What is needed: Render every line of the records below as a Markdown table with two columns, Number and Line, numbering each row and omitting blank lines.

Record excerpts:
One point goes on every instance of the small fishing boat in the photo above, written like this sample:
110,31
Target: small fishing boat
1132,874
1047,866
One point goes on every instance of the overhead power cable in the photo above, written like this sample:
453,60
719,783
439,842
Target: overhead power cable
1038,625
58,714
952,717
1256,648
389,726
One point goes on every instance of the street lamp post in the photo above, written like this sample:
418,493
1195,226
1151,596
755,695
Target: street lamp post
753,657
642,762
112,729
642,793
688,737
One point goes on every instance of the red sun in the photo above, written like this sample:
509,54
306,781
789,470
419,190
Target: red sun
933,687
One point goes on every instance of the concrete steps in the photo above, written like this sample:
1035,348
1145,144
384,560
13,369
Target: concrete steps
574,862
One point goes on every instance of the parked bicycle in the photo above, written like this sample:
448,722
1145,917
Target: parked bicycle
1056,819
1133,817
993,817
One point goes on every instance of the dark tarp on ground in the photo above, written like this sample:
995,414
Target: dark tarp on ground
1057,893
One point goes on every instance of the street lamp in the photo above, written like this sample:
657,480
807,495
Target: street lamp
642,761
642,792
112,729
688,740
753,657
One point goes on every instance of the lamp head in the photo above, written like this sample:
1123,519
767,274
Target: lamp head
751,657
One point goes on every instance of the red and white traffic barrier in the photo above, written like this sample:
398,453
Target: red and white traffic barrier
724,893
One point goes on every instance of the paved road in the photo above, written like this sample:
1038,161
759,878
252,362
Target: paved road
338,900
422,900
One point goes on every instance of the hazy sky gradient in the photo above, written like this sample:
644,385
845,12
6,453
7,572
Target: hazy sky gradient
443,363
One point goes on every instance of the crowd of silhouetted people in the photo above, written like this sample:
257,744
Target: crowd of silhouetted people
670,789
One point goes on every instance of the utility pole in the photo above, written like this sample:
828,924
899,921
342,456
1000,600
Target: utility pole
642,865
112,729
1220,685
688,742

Written solution:
| Number | Line |
|---|---|
| 1 | One point goes on every instance of the small fishing boat in the photo above, written like this sample: |
| 2 | 110,31 |
| 3 | Target: small fishing boat |
| 4 | 1132,874 |
| 5 | 1047,866 |
| 6 | One point goes on every instance of the overhead power cable in the photo above, written like this sample: |
| 7 | 453,60 |
| 8 | 719,783 |
| 9 | 439,842 |
| 10 | Target: overhead power cable |
| 11 | 1038,625 |
| 12 | 58,714 |
| 13 | 952,717 |
| 14 | 1256,648 |
| 15 | 389,726 |
| 16 | One point goes on every instance of the street lamp post in the photo above, written like this sample: |
| 17 | 418,493 |
| 18 | 1195,226 |
| 19 | 1151,596 |
| 20 | 755,695 |
| 21 | Target: street lamp post |
| 22 | 753,657 |
| 23 | 642,762 |
| 24 | 112,729 |
| 25 | 642,793 |
| 26 | 688,737 |
| 27 | One point goes on every instance of the red sun in the photo above, written like this sample: |
| 28 | 509,54 |
| 29 | 306,781 |
| 30 | 789,470 |
| 31 | 419,190 |
| 32 | Target: red sun |
| 33 | 933,687 |
| 34 | One point goes on every instance of the concrete steps in the photo above, written like this sample: |
| 35 | 1035,348 |
| 36 | 1145,144 |
| 37 | 384,560 |
| 38 | 13,369 |
| 39 | Target: concrete steps |
| 40 | 574,862 |
| 41 | One point goes on every instance of the parked bicycle in the photo above, written like this sample: |
| 42 | 448,722 |
| 43 | 1145,917 |
| 44 | Target: parked bicycle |
| 45 | 1056,819 |
| 46 | 1133,817 |
| 47 | 993,817 |
| 48 | One point goes on every instance of the dark tarp on ground in the photo above, written like this sample: |
| 49 | 995,414 |
| 50 | Target: dark tarp on ground |
| 51 | 1057,893 |
| 52 | One point goes on every instance of the street lamp in the photo above, written like this sample: |
| 53 | 657,480 |
| 54 | 807,495 |
| 55 | Target: street lamp |
| 56 | 642,761 |
| 57 | 642,792 |
| 58 | 112,729 |
| 59 | 688,740 |
| 60 | 753,657 |
| 61 | One point goes on every instance of the lamp head in the photo above, written like this sample: |
| 62 | 1123,519 |
| 63 | 767,274 |
| 64 | Target: lamp head |
| 65 | 751,657 |
| 66 | One point goes on every instance of the red and white traffic barrier in the photo above, written like this sample: |
| 67 | 398,453 |
| 68 | Target: red and white traffic barrier |
| 69 | 724,893 |
| 70 | One point goes on every instance of the paved road in the photo above, written like this sample: |
| 71 | 1038,161 |
| 72 | 759,878 |
| 73 | 252,362 |
| 74 | Target: paved road |
| 75 | 338,900 |
| 76 | 422,900 |
| 77 | One point goes on every instance of the hazy sky gradient in the photo above, written like this sample: |
| 78 | 644,385 |
| 79 | 845,12 |
| 80 | 6,453 |
| 81 | 7,572 |
| 82 | Target: hazy sky gradient |
| 83 | 443,363 |
| 84 | One point goes on every instance of the crowd of silhouetted people in the photo above, written like this sample: |
| 85 | 257,744 |
| 86 | Target: crowd of silhouetted people |
| 87 | 670,789 |
| 88 | One point goes on every instance of the utility pole in the photo above, written like this sample: |
| 89 | 828,924 |
| 90 | 899,921 |
| 91 | 342,456 |
| 92 | 1000,600 |
| 93 | Target: utility pole |
| 94 | 642,865 |
| 95 | 112,729 |
| 96 | 1220,685 |
| 97 | 688,742 |